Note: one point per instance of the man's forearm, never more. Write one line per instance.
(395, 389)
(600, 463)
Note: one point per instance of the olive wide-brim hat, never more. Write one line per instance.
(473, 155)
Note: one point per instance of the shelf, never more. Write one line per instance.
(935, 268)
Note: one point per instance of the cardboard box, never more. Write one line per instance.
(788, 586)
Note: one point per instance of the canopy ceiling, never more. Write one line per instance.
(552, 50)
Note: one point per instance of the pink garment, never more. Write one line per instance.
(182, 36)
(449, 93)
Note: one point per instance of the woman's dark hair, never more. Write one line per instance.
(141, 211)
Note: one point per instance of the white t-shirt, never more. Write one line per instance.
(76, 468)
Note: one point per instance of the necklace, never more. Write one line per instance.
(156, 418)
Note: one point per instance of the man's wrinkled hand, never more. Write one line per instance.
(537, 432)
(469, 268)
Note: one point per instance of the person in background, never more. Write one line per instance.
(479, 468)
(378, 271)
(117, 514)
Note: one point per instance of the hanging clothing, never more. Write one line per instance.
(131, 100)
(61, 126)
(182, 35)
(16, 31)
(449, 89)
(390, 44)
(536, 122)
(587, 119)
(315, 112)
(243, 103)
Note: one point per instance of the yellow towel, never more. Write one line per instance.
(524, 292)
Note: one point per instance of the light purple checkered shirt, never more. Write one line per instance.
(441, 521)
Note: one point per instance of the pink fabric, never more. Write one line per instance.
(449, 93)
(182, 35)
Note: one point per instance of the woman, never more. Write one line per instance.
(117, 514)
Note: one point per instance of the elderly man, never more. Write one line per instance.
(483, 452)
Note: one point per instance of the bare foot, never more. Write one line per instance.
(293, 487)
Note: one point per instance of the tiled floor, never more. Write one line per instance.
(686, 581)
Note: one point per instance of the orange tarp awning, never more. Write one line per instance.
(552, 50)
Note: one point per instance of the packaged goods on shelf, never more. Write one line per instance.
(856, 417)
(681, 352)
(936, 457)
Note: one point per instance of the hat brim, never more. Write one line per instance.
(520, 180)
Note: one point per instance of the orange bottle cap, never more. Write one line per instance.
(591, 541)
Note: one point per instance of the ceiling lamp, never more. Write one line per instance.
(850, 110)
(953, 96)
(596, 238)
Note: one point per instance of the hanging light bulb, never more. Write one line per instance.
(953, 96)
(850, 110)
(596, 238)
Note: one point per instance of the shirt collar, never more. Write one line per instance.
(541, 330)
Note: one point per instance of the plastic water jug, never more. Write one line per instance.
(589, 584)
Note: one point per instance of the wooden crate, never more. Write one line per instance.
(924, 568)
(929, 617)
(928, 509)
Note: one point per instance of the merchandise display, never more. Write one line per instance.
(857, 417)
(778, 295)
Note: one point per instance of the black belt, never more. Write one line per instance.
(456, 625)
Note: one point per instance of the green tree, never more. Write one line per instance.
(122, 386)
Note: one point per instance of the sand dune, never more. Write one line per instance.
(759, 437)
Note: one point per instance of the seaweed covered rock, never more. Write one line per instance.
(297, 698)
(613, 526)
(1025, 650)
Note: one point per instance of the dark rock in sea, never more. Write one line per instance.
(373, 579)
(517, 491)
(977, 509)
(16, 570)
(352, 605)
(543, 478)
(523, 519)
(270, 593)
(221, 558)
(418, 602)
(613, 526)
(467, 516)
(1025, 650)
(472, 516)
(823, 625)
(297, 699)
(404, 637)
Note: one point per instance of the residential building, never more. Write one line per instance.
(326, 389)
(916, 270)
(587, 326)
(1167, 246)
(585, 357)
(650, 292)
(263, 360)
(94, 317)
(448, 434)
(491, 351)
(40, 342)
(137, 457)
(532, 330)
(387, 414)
====================
> **TASK DETAILS**
Repeat exactly the lines above from the line that contains "Note: one point per instance of the hat" through the end. Include both of these ends; leave out everything else.

> **EXERCISE RESPONSE**
Note: one point per instance of the hat brim, never more. Write one line per instance.
(520, 180)
Note: one point per instance of the orange bottle cap, never more. Write one line per instance.
(591, 541)
Note: one point per instance of the ceiling lamp, never more. Write one line per instance.
(850, 110)
(953, 96)
(596, 238)
Note: one point per instance of the hanging light bulb, never more. Write one line per instance.
(953, 96)
(850, 110)
(596, 238)
Note: one point per instance of the shirt collar, never more. Write one line per instance.
(541, 330)
Note: one point per instance of the plastic water jug, never more. Write one line per instance.
(589, 584)
Note: one point per instance of the wooden crate, never more. Write one line per instance.
(924, 568)
(929, 617)
(928, 509)
Note: one point per instance of the merchandise display, never more. Write one line per instance.
(857, 417)
(778, 295)
Note: one point per instance of the black belt, never more. Write one line per instance.
(456, 625)
Note: one point per instance of the green tree, never more. Write one line per instance.
(122, 386)
Note: one point per instance of the sand dune, never more. Write one line per instance.
(759, 437)
Note: one point per instance of the seaweed covered rock, never more. Write one line per instance.
(297, 698)
(613, 526)
(1025, 650)
Note: one point per instance of the dark rock in sea, never more. Write one line per instance.
(373, 579)
(517, 491)
(977, 509)
(16, 570)
(352, 605)
(543, 478)
(523, 519)
(270, 593)
(221, 558)
(418, 602)
(613, 526)
(467, 516)
(1025, 650)
(472, 516)
(823, 625)
(297, 699)
(404, 637)
Note: one point per instance of the residential building, never more. Write one line per instance.
(326, 389)
(916, 270)
(587, 326)
(1167, 246)
(585, 357)
(650, 292)
(263, 360)
(94, 317)
(448, 434)
(491, 351)
(40, 342)
(137, 457)
(532, 330)
(387, 414)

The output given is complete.